— TASK GOAL —
Retype the listing from its beginning through the line that contains "[[125, 424]]". Leave the pictures out of your copy.

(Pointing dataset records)
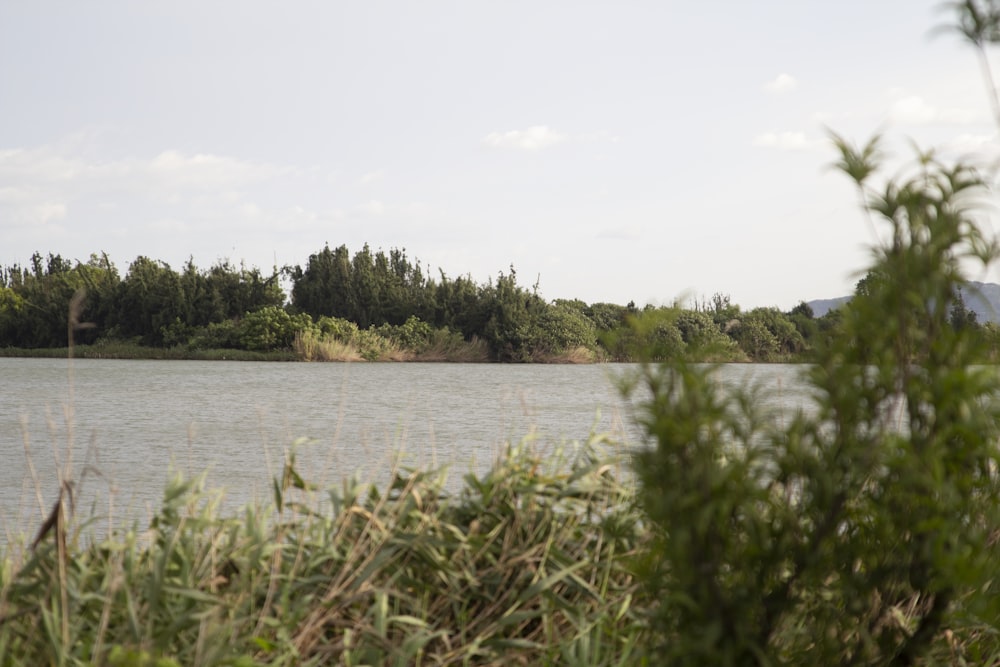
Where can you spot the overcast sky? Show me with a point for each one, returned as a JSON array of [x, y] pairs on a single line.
[[610, 151]]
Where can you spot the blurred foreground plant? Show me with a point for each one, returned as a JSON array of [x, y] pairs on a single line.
[[863, 529], [525, 565]]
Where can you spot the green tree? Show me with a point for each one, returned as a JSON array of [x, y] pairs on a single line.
[[857, 531]]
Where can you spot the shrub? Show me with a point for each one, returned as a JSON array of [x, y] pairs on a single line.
[[862, 530]]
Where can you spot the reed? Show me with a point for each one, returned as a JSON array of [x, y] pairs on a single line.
[[527, 564]]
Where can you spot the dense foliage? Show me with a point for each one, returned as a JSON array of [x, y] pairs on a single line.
[[862, 530], [528, 564], [378, 299]]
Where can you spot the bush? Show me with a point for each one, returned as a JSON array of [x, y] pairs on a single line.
[[864, 529]]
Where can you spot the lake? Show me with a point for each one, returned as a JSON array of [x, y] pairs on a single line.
[[125, 424]]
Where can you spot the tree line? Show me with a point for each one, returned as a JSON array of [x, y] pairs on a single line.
[[378, 296]]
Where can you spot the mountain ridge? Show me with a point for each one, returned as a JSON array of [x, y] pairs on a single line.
[[981, 298]]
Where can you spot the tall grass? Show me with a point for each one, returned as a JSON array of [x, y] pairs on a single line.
[[526, 564], [369, 346]]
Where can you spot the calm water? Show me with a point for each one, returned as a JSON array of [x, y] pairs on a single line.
[[133, 421]]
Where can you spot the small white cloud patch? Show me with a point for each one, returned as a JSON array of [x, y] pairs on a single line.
[[534, 138], [789, 141], [914, 110], [781, 83]]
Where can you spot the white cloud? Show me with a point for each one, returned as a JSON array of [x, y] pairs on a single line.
[[534, 138], [372, 207], [371, 177], [786, 141], [781, 83], [914, 110]]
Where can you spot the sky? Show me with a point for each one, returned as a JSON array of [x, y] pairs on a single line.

— CORRECT OUTPUT —
Where can you spot the overcast sky? Show me with a point for each one, returned as a JSON array of [x, y] pairs on a single line.
[[610, 151]]
Where can you spot the blurred foreground plant? Show me with a point for each one, returned as a JSON array of [x, y] pairs on a single line.
[[863, 529], [525, 565]]
Where can you spot the green tree? Show me with a point for each one, returned as a JSON array of [x, y] pairs on a single line.
[[857, 531]]
Where can you spot the shrub? Show me with a point for each one, returned as a JSON array of [x, y] pairs on a single line.
[[862, 530]]
Where can you spot the reed? Show me with a point for each one, returned as a JSON array of [x, y] pairs on a single line.
[[527, 564]]
Where can you spot the dense foliage? Show me with a point for each one, returned as a JSON array of [x, y] pairs on a single line.
[[862, 530], [528, 564], [378, 299]]
Where can you spot the bush? Show me with a point for each one, returned as a JSON array of [x, y] pairs on a single line.
[[864, 529]]
Where can you spot the lake? Show me with a point for each one, returned as a JSON array of [x, y] pairs on a single line.
[[125, 424]]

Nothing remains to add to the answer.